## GOAL
Update the records by replacing "utility pole" with "telephone pole" and leaving all other text unchanged. Omit the pictures from the answer.

## AVAILABLE DATA

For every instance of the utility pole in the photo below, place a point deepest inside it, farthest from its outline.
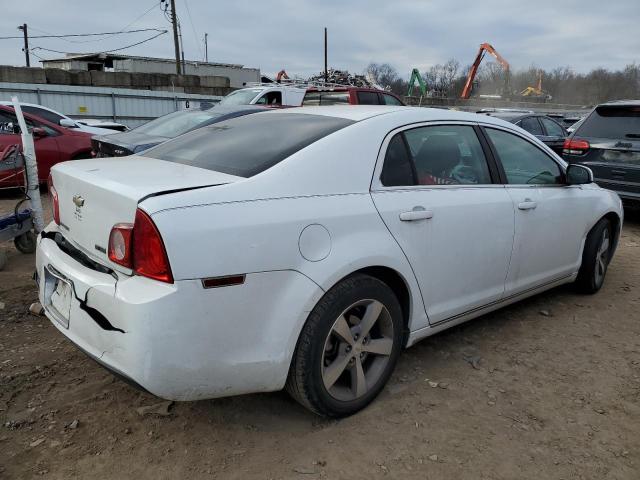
(326, 72)
(184, 65)
(176, 44)
(23, 27)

## WORKED ANSWER
For every instance of the telephone pole in the photo below, place a point deepest inside it, farthest from its outline.
(326, 72)
(184, 65)
(176, 44)
(23, 27)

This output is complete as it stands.